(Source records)

= = = =

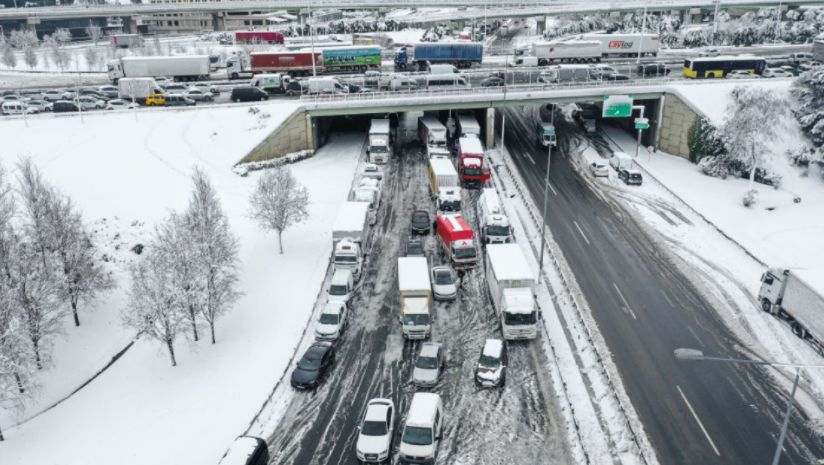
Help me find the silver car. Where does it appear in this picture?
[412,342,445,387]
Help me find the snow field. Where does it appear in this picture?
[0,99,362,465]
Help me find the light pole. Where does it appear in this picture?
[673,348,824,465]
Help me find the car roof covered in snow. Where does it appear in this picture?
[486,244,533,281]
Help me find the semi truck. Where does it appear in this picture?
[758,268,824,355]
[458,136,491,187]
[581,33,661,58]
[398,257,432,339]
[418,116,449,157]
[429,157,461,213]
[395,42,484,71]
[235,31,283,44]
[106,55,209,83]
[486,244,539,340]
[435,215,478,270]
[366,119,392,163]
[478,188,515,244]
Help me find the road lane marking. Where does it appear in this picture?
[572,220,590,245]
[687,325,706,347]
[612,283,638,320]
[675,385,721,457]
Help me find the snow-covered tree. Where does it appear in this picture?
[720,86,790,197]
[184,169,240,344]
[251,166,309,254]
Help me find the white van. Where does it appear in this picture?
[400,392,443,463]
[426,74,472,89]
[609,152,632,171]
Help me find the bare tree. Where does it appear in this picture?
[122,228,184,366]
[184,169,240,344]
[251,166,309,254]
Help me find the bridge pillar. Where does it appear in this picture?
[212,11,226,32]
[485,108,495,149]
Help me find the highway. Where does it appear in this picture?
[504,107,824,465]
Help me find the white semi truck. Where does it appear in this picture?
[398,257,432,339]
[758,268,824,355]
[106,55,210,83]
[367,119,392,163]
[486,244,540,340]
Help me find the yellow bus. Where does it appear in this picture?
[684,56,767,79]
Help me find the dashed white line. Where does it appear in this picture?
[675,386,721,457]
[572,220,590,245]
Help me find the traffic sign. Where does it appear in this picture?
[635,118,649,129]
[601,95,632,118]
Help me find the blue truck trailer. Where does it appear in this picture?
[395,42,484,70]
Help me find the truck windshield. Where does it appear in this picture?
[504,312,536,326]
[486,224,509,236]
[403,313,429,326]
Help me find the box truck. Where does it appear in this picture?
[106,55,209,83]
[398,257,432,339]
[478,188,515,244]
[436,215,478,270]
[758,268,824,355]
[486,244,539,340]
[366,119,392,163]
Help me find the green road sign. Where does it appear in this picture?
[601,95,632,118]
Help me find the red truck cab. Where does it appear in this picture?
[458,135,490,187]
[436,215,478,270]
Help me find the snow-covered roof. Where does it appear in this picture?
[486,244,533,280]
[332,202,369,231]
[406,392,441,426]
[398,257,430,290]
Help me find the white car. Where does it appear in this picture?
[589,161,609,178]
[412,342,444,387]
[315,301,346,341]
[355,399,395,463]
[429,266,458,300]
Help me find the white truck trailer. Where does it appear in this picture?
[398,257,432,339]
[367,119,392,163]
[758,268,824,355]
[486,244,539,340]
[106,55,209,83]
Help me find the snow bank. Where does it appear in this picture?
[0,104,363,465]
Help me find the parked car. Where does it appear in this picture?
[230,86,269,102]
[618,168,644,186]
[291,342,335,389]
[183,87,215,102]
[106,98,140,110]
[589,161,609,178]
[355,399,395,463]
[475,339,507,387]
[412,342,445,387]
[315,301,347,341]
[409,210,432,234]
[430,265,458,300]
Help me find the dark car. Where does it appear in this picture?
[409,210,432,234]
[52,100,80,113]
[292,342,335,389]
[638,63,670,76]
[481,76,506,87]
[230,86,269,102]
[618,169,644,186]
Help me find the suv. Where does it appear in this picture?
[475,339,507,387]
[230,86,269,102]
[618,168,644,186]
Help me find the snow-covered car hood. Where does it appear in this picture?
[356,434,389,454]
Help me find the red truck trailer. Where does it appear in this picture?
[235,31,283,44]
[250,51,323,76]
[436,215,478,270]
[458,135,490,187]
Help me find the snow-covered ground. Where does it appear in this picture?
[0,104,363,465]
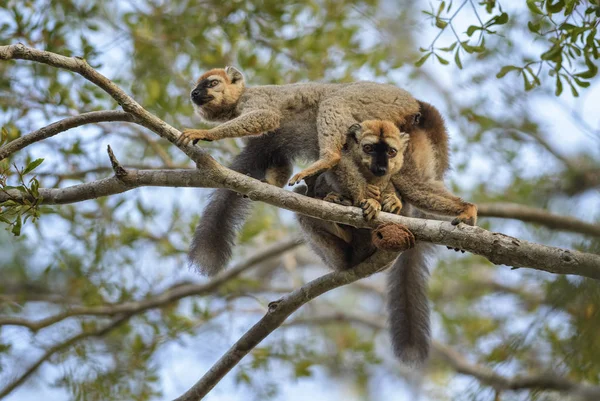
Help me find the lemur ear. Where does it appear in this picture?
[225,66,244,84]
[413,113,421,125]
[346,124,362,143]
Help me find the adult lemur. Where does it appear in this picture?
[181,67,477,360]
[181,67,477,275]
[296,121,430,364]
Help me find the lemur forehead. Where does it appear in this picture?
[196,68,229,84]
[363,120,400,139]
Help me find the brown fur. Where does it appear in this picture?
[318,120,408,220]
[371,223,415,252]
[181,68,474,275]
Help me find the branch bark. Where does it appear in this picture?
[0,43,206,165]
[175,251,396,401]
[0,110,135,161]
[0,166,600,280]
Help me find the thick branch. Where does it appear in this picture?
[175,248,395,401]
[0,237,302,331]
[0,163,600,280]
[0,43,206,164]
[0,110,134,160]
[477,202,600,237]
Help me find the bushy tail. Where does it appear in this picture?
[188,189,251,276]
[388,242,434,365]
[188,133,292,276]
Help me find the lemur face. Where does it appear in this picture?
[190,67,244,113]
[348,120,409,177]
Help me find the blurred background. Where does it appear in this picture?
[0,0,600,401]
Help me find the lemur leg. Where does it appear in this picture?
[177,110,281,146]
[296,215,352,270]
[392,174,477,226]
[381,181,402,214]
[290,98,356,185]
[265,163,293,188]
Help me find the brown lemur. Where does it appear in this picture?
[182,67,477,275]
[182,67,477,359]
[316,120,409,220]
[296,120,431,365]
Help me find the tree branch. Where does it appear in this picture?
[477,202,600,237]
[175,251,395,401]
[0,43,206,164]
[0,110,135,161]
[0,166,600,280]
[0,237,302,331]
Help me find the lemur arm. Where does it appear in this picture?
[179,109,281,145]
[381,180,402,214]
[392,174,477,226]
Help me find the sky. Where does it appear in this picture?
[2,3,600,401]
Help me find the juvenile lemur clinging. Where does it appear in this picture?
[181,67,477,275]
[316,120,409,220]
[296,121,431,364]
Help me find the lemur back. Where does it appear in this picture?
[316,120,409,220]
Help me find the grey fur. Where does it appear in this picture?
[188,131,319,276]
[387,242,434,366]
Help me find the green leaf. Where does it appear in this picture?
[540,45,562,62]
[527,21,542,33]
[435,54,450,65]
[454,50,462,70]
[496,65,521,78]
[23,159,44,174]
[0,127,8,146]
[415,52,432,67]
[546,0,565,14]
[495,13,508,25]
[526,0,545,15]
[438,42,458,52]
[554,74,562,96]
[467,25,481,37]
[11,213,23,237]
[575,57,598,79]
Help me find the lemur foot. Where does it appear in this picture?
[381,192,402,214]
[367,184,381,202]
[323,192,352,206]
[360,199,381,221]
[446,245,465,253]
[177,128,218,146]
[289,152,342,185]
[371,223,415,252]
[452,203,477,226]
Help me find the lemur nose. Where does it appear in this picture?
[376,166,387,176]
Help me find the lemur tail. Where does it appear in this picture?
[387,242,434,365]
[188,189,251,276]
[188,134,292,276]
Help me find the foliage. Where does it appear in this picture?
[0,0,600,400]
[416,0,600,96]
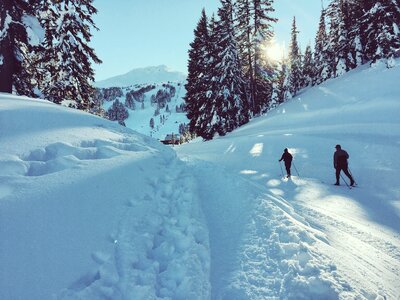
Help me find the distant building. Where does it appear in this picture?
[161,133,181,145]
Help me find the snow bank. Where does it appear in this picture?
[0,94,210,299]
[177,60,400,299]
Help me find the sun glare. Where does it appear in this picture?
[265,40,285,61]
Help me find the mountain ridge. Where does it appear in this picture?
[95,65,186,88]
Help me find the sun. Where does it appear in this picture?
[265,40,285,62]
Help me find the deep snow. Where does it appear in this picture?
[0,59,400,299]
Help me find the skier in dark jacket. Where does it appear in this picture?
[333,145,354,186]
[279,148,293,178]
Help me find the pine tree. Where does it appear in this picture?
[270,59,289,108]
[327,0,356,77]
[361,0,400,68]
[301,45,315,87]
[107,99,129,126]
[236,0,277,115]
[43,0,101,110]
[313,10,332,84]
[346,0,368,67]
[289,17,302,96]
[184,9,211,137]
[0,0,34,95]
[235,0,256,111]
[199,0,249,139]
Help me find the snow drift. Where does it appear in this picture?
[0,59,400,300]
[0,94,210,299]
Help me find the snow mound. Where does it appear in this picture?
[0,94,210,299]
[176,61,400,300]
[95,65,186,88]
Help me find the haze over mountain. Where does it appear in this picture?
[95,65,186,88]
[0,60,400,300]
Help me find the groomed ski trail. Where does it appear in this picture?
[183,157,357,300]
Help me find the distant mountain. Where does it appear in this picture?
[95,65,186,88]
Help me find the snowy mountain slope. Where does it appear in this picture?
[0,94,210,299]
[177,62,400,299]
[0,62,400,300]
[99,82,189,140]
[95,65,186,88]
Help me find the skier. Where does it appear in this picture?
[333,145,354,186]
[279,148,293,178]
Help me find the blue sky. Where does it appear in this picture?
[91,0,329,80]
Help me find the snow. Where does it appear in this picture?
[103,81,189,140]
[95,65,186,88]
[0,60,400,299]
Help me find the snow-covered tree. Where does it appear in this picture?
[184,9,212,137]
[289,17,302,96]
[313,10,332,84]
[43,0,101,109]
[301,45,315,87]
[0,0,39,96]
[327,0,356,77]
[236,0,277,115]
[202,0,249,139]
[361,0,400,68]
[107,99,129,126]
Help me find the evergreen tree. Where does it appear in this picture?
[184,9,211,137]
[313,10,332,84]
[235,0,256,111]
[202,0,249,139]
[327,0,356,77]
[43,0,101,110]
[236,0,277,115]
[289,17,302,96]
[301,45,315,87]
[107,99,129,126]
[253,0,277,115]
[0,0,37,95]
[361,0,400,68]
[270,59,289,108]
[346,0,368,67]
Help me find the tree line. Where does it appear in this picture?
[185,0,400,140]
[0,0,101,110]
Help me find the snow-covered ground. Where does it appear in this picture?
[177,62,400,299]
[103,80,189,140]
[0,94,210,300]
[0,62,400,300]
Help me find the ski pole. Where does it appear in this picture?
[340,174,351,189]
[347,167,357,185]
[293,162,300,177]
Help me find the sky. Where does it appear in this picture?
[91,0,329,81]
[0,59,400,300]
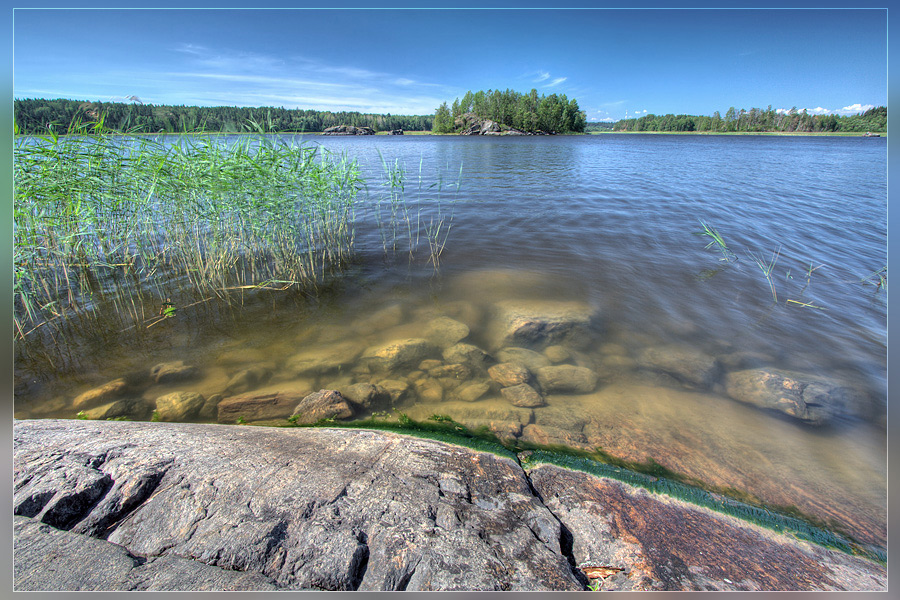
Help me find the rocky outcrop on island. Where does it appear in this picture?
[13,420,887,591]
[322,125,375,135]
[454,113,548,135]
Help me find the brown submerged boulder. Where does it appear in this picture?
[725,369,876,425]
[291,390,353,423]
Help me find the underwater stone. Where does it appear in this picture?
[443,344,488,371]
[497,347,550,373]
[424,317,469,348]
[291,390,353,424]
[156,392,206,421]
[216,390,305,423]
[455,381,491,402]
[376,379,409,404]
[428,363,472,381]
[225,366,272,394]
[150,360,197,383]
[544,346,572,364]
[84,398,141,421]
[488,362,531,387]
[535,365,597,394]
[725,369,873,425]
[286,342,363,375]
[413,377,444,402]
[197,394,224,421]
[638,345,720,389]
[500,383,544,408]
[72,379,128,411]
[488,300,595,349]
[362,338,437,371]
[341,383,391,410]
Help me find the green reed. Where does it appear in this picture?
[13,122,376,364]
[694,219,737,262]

= = = =

* [Exercise brief] Rename "Help me find" to "Show me" in the rows, from the start of the rows up to and including the line with "[485,108,495,149]", and leave everything else unchanged. Leave the pictures out of the answer.

* [The completed task]
Show me the silver car. Where does it appear in this picture?
[412,342,445,387]
Show me the snow field. Where does it appear in this picture?
[0,99,362,465]
Show me the light pole. Where does it appear in this picture?
[673,348,824,465]
Show me the car roof covered in snow. Where does it appear in this picture?
[486,244,533,281]
Show me the semi truck. Where does it appear in this picture?
[758,268,824,355]
[458,136,491,187]
[581,33,661,58]
[398,257,432,339]
[418,116,449,157]
[429,157,461,213]
[395,42,484,71]
[235,31,283,44]
[106,55,209,83]
[486,244,539,340]
[435,215,478,270]
[366,119,392,163]
[478,188,515,244]
Show me the road lane marking. Where does it appear in this picture?
[572,220,590,245]
[687,325,706,347]
[612,283,638,320]
[675,385,721,457]
Show me the snow-covered tree. Where does it appear in this picture?
[720,86,790,197]
[184,169,240,344]
[251,166,309,254]
Show me the white van. Where does it appear in this picture?
[400,392,443,463]
[426,74,472,89]
[609,152,632,171]
Show me the bare tree. Where does it appear in this picture?
[122,228,184,366]
[184,169,240,344]
[251,166,309,254]
Show me the bridge pillar. Where does it appear in this picture?
[212,11,226,32]
[485,108,495,149]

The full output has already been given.